* [TEXT PASSAGE]:
+++++

More quotes. From the publisher’s description of Bukatman’s 2012 book The Poetics of Slumberland: Animated Spirits and the Animating Spirit:

In The Poetics of Slumberland, Scott Bukatman celebrates play, plasmatic possibility, and the life of images in cartoons, comics, and cinema. Bukatman begins with Winsor McCay’s Little Nemo in Slumberland to explore how and why the emerging media of comics and cartoons brilliantly captured a playful, rebellious energy characterized by hyperbolic emotion, physicality, and imagination. The book broadens to consider similar “animated” behaviors in seemingly disparate media–films about Jackson Pollock, Pablo Picasso, and Vincent van Gogh; the musical My Fair Lady and the story of Frankenstein; the slapstick comedies of Jerry Lewis; and contemporary comic superheroes–drawing them all together as the purveyors of embodied utopias of disorder.

From the book (pp. 182-3):

But I want to make a more nuanced case for seeing Superman as of a piece with Little Nemo, recognizing their similarity as agents guiding us through playful realms of plasmatic promise – it’s a case that depends on ignoring swathes of the continuity mentioned above but, still, a case worth making. (pp. 182-3)

+++++

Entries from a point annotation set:
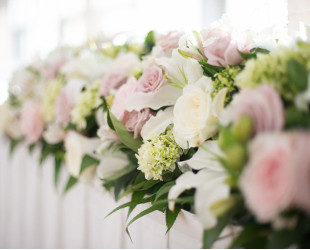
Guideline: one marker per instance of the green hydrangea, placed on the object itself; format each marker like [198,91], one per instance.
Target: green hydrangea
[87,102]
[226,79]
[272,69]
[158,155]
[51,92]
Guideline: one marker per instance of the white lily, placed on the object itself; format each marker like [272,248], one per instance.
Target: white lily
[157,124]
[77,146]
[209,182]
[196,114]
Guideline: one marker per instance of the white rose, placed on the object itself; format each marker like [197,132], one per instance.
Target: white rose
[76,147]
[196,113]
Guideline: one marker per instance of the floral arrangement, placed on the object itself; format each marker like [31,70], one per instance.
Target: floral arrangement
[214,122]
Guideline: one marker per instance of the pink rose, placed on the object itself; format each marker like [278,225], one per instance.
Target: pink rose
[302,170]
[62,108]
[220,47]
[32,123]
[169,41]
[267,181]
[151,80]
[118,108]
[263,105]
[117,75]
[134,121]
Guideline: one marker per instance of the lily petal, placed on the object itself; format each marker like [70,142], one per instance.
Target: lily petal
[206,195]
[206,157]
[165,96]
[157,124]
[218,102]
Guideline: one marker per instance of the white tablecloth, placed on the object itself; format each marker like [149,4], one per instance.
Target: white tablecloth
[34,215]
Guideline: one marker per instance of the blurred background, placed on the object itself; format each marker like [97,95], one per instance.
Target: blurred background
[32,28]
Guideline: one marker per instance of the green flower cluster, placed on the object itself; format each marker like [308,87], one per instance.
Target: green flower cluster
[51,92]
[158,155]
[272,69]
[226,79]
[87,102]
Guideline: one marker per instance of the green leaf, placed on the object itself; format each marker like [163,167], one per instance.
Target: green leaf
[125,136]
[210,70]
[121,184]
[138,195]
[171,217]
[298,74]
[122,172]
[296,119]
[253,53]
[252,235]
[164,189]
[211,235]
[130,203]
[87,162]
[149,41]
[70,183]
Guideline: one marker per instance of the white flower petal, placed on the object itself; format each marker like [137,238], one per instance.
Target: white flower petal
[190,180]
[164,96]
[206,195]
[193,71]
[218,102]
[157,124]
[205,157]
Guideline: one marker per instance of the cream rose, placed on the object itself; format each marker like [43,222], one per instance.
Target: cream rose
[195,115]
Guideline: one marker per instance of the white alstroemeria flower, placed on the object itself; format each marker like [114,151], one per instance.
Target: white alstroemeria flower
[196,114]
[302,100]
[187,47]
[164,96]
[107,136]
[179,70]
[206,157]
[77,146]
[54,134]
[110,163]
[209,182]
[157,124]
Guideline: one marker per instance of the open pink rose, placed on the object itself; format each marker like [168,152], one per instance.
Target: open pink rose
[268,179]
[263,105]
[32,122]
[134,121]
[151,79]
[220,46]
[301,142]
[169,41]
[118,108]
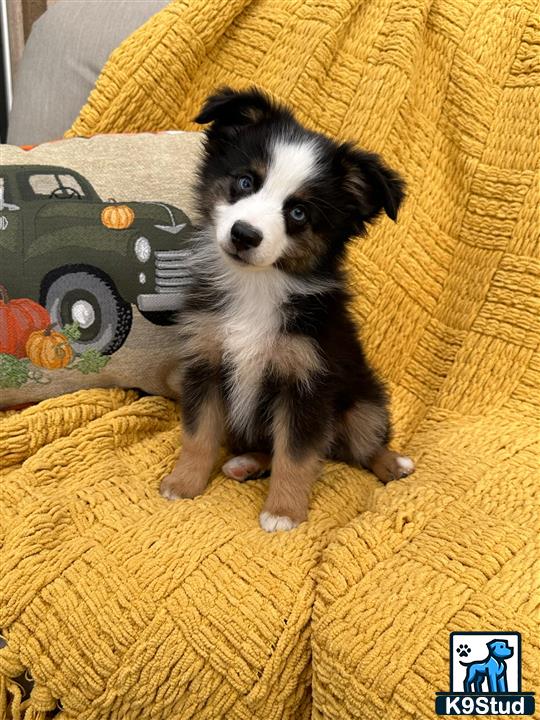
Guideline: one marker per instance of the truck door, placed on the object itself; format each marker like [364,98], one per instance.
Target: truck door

+++++

Answer these questions about the passage above on The Poetics of Slumberland.
1. Which work does Bukatman begin with?
2. Whose slapstick comedies does the book consider?
3. Which character does Bukatman want to make a case for seeing as of a piece with Little Nemo?

* [COMPLETE OUTPUT]:
1. Winsor McCay’s Little Nemo in Slumberland
2. Jerry Lewis’s
3. Superman